Goal of the exercise: Count the lines in the records below that contain the word "yellow". Reply with only the number.

Task input:

-- START --

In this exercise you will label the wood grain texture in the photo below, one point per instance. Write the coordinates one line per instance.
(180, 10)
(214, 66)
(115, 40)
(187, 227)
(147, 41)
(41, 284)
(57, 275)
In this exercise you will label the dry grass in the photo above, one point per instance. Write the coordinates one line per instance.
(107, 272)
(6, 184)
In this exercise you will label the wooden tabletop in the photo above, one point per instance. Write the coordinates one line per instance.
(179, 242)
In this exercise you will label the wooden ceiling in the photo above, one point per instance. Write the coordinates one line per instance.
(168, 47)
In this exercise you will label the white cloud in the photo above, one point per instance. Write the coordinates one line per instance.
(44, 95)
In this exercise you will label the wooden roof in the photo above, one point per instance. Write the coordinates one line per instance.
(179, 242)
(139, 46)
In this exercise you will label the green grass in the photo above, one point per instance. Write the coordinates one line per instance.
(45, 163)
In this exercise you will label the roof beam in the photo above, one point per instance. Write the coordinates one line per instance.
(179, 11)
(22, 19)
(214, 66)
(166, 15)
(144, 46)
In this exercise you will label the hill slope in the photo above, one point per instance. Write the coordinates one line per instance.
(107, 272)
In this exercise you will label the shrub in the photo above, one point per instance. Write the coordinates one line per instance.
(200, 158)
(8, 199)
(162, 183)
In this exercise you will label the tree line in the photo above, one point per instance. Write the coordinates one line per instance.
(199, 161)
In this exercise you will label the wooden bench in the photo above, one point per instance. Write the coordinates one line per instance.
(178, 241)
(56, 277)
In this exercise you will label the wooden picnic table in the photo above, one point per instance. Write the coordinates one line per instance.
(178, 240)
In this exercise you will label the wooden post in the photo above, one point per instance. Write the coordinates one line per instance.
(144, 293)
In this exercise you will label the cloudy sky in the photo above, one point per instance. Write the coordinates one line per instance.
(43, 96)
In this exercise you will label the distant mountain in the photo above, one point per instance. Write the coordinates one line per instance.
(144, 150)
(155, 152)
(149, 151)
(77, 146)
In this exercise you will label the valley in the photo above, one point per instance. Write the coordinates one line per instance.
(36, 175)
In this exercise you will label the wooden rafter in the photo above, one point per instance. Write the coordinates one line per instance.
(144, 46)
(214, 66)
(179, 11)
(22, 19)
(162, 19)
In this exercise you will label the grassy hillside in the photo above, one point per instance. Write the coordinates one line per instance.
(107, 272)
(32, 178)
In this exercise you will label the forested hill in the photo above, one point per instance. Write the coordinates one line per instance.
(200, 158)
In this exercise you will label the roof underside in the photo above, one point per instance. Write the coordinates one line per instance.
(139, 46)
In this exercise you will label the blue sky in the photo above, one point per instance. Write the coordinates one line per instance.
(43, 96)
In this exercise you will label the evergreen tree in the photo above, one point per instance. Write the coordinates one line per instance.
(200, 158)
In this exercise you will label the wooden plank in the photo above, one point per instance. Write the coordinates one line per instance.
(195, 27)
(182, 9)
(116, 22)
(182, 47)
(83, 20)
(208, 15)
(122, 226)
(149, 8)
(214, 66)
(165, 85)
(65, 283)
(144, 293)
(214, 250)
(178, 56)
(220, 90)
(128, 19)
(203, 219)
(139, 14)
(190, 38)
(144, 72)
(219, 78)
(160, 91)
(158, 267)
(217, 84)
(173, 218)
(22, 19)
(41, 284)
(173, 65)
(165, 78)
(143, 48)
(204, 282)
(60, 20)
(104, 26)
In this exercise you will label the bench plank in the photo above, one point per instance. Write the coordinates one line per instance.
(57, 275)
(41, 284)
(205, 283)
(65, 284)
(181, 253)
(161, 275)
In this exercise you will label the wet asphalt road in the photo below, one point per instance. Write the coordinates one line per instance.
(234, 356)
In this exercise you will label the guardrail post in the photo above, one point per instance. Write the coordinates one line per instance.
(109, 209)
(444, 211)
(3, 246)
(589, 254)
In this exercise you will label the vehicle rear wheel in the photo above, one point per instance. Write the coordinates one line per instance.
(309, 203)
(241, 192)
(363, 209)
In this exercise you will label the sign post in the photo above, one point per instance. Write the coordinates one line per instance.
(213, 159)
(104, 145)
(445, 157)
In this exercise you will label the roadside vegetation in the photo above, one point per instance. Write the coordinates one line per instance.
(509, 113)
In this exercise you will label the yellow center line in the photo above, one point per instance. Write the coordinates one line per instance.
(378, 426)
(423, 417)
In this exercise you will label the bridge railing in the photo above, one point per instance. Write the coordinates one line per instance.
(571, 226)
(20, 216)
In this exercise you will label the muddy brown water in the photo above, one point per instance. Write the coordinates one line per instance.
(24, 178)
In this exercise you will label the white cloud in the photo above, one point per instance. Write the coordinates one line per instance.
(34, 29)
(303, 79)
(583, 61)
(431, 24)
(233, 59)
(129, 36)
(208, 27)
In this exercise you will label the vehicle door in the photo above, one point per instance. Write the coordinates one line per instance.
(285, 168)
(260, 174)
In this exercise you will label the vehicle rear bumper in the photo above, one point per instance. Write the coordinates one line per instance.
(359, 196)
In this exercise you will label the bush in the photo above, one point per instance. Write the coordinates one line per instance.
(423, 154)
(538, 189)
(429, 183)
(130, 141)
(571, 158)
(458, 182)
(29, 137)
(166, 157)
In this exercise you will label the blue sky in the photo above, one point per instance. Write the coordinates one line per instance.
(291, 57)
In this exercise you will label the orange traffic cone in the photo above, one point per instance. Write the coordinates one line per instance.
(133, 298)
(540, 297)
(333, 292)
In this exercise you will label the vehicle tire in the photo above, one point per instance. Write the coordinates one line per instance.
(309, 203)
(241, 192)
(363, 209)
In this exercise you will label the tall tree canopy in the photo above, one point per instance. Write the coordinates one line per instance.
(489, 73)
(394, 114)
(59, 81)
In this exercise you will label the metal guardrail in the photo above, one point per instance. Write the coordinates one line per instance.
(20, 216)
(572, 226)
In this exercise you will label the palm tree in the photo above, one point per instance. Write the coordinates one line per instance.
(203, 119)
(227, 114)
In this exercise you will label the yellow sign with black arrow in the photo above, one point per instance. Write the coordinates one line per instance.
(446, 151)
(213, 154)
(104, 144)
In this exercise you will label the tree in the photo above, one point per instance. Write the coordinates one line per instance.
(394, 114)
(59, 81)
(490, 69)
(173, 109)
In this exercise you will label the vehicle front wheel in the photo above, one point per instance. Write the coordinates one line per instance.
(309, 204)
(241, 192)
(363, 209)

-- END --
-- START --

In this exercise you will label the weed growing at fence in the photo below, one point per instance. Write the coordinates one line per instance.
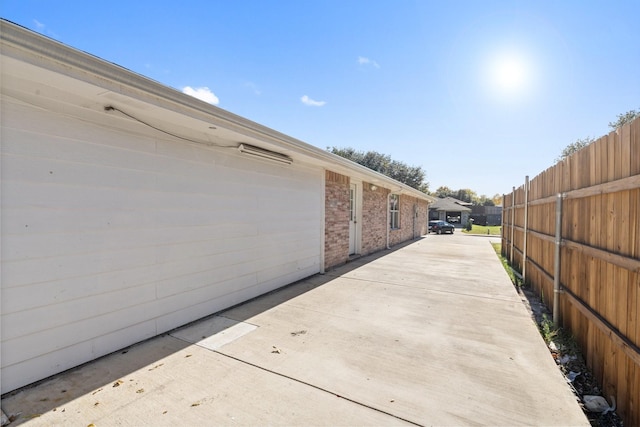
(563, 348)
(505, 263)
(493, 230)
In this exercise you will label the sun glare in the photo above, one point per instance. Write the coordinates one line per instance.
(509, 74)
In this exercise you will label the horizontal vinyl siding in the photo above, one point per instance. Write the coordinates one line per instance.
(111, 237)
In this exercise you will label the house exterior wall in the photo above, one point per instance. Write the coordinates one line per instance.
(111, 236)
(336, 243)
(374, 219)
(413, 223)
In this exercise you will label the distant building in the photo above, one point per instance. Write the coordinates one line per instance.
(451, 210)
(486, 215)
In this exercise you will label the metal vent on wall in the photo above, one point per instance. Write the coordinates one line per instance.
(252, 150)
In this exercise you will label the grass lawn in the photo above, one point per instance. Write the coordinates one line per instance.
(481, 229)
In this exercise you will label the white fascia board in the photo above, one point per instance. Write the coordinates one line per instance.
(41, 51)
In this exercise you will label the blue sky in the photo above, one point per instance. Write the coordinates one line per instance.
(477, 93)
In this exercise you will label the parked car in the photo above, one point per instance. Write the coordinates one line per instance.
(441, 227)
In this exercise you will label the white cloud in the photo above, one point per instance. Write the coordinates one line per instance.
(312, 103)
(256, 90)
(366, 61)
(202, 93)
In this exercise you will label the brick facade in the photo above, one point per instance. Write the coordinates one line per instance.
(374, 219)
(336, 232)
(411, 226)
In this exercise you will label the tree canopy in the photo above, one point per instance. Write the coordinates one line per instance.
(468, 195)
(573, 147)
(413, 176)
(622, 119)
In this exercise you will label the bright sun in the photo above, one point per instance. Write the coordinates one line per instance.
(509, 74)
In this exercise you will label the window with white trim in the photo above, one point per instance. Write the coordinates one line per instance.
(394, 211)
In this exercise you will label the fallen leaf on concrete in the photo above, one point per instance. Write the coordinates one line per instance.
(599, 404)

-- END --

Result: 2